§ **WORK TASK 1**: Rewrite the paragraph beginning "According to research conducted at The Ohio State University" from the article on sleep apnea and dim light as a short bulleted list that keeps its main facts.
§ **WORK TASK 2**: Extend the article on sleep apnea and dim light, picking up after its final sentence.
[[ TEXT SEGMENT open ]]
Sleep Apnea and Dim Light linked to Depression
Jul 19, 2013
According to research conducted at The Ohio State University Wexner Medical Center, Obstructive Sleep Apnea patients undergoing Continuous Positive Airway Pressure (CPAP) therapy should strive to make their sleeping quarters as dark as possible. In a study conducted on mice where researchers subjected mice to conditions similar to that of Sleep Apnea, the presence of dim light in the room led to anxiety and higher levels of depression.
Dr. Ulysses Magalang, the director of Ohio State University’s Sleep Disorders Center, asserted that while there is still inconclusive evidence that Sleep Apnea and depression are linked, research illustrates that even dim light could lead to higher levels of depression due to interruptions in sleep. The test mice were subjected to environments where oxygen was repeatedly lowered and the lighting was manipulated. The group exposed to dim light during normal sleep times experienced higher levels of anxiety and expressed more depressive behaviors than the control group contained in the dark environment.
[[ TEXT SEGMENT closed ]]
[[ THE DATA open ]]
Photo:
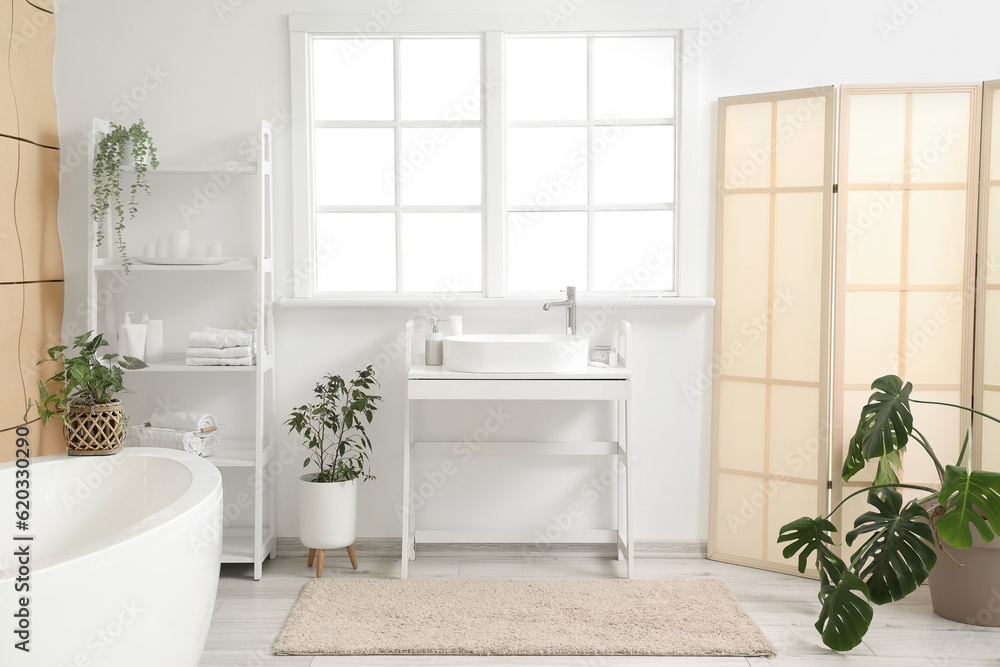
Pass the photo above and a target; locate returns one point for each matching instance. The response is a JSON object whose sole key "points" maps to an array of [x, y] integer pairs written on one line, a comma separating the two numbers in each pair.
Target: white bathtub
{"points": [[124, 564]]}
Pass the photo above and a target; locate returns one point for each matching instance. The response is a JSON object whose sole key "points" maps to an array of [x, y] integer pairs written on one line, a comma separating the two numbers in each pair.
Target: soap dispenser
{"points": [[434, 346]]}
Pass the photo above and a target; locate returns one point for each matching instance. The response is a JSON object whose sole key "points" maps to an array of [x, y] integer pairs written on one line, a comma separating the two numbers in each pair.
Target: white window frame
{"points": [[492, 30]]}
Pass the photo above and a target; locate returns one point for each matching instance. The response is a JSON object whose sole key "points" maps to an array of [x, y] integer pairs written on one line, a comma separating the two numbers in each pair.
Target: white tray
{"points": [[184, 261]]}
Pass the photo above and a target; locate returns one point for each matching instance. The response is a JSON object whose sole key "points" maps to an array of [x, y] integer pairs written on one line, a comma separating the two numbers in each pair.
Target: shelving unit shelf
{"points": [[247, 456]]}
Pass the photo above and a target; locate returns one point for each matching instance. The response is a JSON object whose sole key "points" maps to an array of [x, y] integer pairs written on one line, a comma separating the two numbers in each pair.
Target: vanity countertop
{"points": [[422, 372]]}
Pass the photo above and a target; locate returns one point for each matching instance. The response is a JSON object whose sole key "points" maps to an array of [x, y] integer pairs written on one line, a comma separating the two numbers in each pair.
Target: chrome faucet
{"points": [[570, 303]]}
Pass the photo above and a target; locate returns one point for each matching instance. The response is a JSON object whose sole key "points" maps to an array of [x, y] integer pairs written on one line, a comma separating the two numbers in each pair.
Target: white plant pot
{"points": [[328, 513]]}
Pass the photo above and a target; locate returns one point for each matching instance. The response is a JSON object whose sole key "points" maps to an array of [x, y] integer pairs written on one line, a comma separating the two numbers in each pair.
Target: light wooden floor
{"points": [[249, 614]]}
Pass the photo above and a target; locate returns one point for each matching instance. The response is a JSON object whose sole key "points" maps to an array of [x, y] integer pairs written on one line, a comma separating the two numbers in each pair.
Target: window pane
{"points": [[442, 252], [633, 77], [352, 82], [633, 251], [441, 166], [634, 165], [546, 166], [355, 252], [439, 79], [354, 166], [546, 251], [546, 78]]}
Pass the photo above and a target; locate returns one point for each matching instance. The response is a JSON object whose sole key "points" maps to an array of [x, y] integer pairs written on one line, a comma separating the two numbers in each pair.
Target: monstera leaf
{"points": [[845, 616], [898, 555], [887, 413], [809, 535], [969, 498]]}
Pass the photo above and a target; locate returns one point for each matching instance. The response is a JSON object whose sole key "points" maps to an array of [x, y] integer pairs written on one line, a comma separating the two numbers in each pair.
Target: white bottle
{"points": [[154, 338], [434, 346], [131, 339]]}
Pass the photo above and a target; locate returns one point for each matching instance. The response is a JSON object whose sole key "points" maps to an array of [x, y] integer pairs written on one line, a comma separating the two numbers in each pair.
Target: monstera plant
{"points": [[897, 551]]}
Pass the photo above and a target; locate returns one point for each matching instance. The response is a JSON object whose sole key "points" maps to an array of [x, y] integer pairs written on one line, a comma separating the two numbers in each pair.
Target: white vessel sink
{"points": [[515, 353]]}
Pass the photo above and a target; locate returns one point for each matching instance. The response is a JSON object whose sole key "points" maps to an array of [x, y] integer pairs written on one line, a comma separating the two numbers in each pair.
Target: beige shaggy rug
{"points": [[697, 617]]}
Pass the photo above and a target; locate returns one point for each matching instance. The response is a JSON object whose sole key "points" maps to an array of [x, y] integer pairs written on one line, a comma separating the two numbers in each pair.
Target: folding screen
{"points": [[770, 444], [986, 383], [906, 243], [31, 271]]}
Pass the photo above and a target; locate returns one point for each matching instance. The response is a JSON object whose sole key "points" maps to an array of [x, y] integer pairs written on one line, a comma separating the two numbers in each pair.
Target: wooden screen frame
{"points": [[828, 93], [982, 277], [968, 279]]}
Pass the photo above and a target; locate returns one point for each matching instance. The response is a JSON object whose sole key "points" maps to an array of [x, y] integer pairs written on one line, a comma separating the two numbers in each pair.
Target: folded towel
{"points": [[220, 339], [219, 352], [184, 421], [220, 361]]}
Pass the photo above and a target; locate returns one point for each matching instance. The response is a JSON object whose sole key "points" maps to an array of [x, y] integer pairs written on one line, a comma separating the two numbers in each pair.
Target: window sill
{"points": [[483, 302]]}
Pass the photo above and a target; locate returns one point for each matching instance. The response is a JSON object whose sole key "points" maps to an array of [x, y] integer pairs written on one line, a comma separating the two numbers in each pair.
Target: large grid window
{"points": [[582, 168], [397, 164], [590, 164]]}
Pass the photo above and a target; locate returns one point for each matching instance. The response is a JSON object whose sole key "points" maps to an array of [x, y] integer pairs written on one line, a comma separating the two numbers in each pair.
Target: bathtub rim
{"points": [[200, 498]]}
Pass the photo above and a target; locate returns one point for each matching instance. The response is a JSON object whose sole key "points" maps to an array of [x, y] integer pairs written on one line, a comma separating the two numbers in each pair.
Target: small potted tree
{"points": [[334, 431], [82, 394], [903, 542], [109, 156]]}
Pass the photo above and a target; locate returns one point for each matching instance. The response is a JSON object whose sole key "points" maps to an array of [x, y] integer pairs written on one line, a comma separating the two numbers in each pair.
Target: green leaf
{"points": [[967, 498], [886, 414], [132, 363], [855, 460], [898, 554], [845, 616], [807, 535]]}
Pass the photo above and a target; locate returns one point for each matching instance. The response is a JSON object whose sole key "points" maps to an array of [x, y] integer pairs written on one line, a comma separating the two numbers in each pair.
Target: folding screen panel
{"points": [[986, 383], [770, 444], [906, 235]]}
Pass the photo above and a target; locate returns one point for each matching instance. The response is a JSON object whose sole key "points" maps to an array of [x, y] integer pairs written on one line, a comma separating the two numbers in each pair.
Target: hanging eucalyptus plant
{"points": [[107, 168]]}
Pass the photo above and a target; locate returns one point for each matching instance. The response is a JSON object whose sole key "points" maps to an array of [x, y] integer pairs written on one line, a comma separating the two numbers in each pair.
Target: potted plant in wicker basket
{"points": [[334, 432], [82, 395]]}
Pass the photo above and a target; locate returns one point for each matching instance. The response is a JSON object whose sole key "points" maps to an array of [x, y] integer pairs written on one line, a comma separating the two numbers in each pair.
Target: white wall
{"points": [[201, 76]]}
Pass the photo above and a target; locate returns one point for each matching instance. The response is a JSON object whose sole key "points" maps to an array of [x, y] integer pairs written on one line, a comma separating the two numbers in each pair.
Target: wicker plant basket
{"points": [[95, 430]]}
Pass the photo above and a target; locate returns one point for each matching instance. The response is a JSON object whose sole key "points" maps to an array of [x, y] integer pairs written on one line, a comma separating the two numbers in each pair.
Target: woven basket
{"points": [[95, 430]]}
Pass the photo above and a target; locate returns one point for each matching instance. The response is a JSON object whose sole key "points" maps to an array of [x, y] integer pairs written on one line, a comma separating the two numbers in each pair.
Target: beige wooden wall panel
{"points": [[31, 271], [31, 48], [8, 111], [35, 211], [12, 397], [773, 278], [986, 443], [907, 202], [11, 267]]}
[[ THE DATA closed ]]
§ **TASK RESPONSE 1**:
- Research at The Ohio State University Wexner Medical Center suggests that patients with Obstructive Sleep Apnea who are on Continuous Positive Airway Pressure (CPAP) therapy should keep their bedrooms as dark as possible.
- In the study, mice were placed in conditions similar to Sleep Apnea.
- When dim light was present in the room, the mice showed anxiety and higher levels of depression.

§ **TASK RESPONSE 2**:
Simple tips include:
- Use light blocking drapes or window shades to limit outside light from entering the room.
- Turn off the any device with an LED screen, such as laptops, televisions, cell phone screens, etc.
- Use clocks with red lights instead of green or blue, due to the fact that they do not emit the same wavelengths that trigger wakefulness in the human brain.
After encouraging results from the study with mice, researchers are continuing their research on human subjects, hoping to increase the quality of life and comfort for CPAP users.